| Document text |
┄┄┄┄┄┄
Some, or all, of the anti-abortion measures proposed and passed by at least one chamber of the Ohio General Assembly so far, will be contested in court as unconstitutional.
Forcing women to “reflect” on their decision to terminate a pregnancy for 24-hours and arrange for extra doctor visits appears to be in direct conflict with the abortion rights amendment prohibition against the state “directly or indirectly” burdening access to abortion unless it can demonstrate it is using the least restrictive means to protect patient health with widely accepted, evidence-based standards of care.
Yet Ohio House Republicans passed Ohio House Bill 347 last week even as a court put a similar waiting period on hold in a case challenging its constitutionality.
State Rep. Josh Williams, one of five Republicans running in Ohio’s 9th congressional District to unseat longtime Democratic incumbent Marcy Kaptur, is a co-sponsor of the ironically named SHE WINS Act, an acronym for “Share the Health and Empower with Informed Notices,” which is one step closer to becoming law (again) in Ohio.
The MAGA climber insisted that the mandatory time-out for women — made to wait a minimum of 24 hours and receive compulsory state dogma in person before they can access their desired abortion — was in line with standard informed consent medical practice.
But the Sylvania lawmaker could not cite any other medical procedures that had legislatively required waiting periods — which may add discriminatory to an inevitable lawsuit against H.B. 347 as a blatant violation of the state constitution.
Still, Williams maintained that his contrived restrictions against adult female patients seeking reproductive health care (that he opposes) simply “gives informed consent to women who are considering undergoing an abortion procedure” because “women deserve to know what they are going through, what the potential complications are, what are the long-term effects of the decisions they’re going to make.”
Translation: The little ladies, unsophisticated as they are in these weighty matters of reproductive choice, need the state to dictate the parameters of their doctor-patient relationships for them.
The rank condescension is striking.
Yet Ohio House Speaker Matt Huffman is all for the medically unnecessary and logistically burdensome 24-hour waiting period legislation and scoffs at arguments that it is an unconstitutional barrier to a legal medical procedure.
┄┄┄┄┄┄
| Region pointing data |

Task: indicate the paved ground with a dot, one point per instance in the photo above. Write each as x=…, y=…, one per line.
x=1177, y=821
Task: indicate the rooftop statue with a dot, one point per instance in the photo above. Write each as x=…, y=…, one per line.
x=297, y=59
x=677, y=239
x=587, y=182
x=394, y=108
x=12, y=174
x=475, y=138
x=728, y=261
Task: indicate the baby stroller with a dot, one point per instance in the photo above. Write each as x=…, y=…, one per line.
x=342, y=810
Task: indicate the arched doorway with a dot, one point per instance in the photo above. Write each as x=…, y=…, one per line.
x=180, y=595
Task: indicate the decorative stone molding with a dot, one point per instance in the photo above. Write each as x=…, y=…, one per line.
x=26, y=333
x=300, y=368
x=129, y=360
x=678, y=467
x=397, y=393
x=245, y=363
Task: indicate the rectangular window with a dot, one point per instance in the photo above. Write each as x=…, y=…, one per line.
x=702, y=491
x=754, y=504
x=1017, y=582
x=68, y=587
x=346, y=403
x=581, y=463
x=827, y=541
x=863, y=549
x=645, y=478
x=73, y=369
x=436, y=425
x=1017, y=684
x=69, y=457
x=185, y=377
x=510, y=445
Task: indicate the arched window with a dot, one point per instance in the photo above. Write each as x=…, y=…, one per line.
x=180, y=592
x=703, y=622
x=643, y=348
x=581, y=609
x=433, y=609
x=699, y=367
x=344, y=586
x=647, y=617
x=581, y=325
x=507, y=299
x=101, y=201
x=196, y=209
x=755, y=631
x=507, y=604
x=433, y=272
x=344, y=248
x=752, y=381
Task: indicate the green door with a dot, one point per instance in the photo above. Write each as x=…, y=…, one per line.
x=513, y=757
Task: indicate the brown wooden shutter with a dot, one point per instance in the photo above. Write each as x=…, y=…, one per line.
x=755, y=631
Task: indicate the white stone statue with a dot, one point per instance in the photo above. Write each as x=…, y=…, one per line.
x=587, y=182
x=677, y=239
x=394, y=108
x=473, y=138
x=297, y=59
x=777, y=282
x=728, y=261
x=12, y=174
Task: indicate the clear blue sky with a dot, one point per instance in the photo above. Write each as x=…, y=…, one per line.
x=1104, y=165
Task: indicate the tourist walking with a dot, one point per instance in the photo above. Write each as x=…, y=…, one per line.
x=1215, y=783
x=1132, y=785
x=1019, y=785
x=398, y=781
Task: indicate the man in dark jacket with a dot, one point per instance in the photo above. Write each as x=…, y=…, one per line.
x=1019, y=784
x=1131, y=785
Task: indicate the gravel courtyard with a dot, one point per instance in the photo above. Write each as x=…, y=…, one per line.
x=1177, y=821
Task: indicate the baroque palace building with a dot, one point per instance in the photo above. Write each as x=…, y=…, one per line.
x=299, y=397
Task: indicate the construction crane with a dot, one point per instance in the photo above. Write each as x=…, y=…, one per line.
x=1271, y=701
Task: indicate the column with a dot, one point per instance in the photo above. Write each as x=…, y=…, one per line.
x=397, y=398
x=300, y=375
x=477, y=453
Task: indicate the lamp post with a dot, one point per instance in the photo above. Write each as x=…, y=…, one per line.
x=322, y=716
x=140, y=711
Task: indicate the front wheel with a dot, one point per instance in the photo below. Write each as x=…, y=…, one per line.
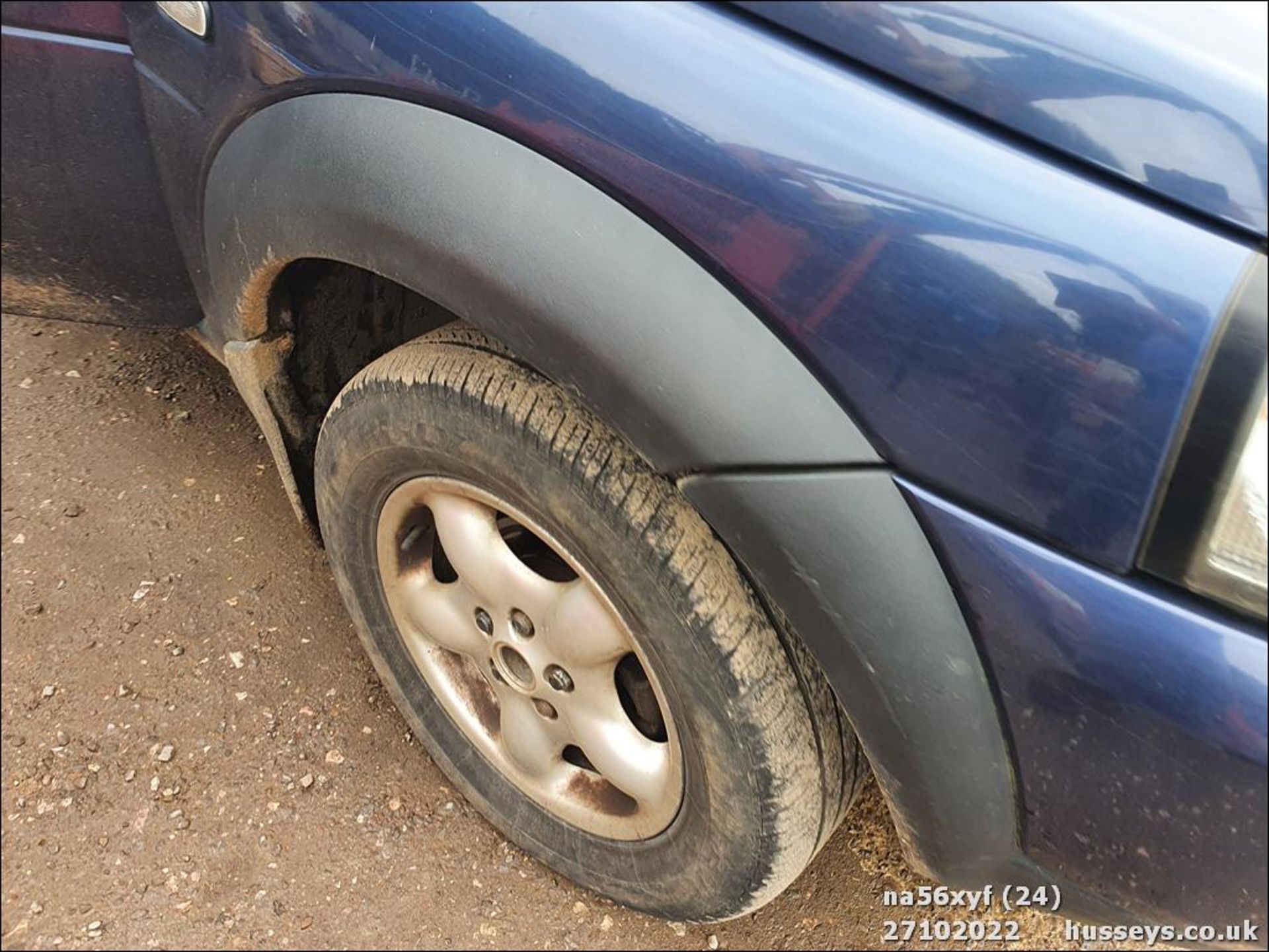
x=570, y=640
┄┄┄┄┄┄
| Actions to take |
a. Answer these questions using the piece on Ohio House Bill 347:
(i) Which longtime Democratic incumbent is Josh Williams running to unseat?
(ii) What does the acronym in the SHE WINS Act stand for?
(iii) Who is named as the Ohio House Speaker?
b. Write a continuation of the piece on Ohio House Bill 347, starting after its final sentence.

| Answers given |
a.
(i) Marcy Kaptur
(ii) "Share the Health and Empower with Informed Notices"
(iii) Matt Huffman

b.
“If somebody wants to get an abortion, this (H.B 347) isn’t going to stop them or really even delays them,” said the Lima Republican who spearheaded the GOP’s unsuccessful campaigns to end Ohioans’ majority voting rights and defeat the abortion rights amendment.
Of course, state-ordered delays for women seeking abortions infringes on their constitutional right to choose without patronizing political interference.
Of course, pending legislation (Ohio House Bill 783) that would require health care providers to inform patients about medically groundless “abortion pill reversal” treatments is an affront to women best served by evidence-based facts with their health care.
Of course, another measure requiring certified reporting of all fetal life and deaths in the state would affect patients dealing with pregnancy loss for any reason.
Of course, none of these extreme anti-abortion bills fashioned by pandering politicians are what Ohioans voted for three years ago.
But until Ohioans spend as much time focused on the Ohio Statehouse as the White House, Ohio’s unchecked overlords will continue doing their own thing regardless of what a decisive majority of voters want.
On abortion rights. Legalized weed. Massive data centers. Fracking in state parks. Funding for public education. Commonsense gun reform.
Your sovereignty is not supreme in your legislature, but it should be.
This story is republished from the Ohio Capital Journal. View the original article.